## The tasks
• a. According to the Asian markets report, why is MSCI's broadest index of Asia-Pacific shares outside Japan up by a tenth this year? Answer in one to three sentences.
• b. Reproduce everything in the Asian markets report from "European stock markets" down to "relatively cheap valuations.".

## Document segment
********************

* Hong Kong stocks at new five-month highs on renewed inflows
* Technical indicators ring warning sign for Asian stocks
* U.S. dollar bounce runs out of steam on profit taking
* Australian dollar sturdy on yield-seeking bets
By Saikat Chatterjee
HONG KONG, Feb 16 (Reuters) - Asian stocks inched to new 19-month highs on Thursday with thanks to an ongoing rally on Wall Street and bolstered by gains in Chinese stocks while the dollar came in for a bout of profit-taking after a recent bounce.
MSCI's broadest index of Asia-Pacific shares outside Japan rose 0.2 percent to its highest since July 2015. It is up by a tenth this year thanks to more optimistic earnings expectations and an unwinding of bearish emerging market bets.
European stock markets are set to open steady to slightly higher according to index futures
Wall Street pushed relentlessly into record-high territory on Wednesday, with the S&P 500 notching a seven-session winning streak.
Hong Kong stocks climbed to a fresh five-month high and swelling demand from mainland investors thanks to Beijing's drive to tackle growing asset price bubbles and the market's relatively cheap valuations.
Some investors said markets were looking slightly overvalued from a technical perspective after the bounce in recent weeks. For example, on a relative strength index (RSI), the MSCI Asia-ex Japan index was at its most overbought since 2015.
"We are seeing some profit-taking at these levels and unless there is a big correction, the broader uptrend in the Hong Kong market seems broadly intact," said Alex Wong, Hong Kong-based director of Ample Finance Group.

********************

## Recorded data

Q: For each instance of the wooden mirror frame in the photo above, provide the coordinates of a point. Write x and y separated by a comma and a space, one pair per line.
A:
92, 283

********************

## Worked solutions
• a. The index is up by a tenth this year because of more optimistic earnings expectations and an unwinding of bearish emerging market bets.

• b.
European stock markets are set to open steady to slightly higher according to index futures
Wall Street pushed relentlessly into record-high territory on Wednesday, with the S&P 500 notching a seven-session winning streak.
Hong Kong stocks climbed to a fresh five-month high and swelling demand from mainland investors thanks to Beijing's drive to tackle growing asset price bubbles and the market's relatively cheap valuations.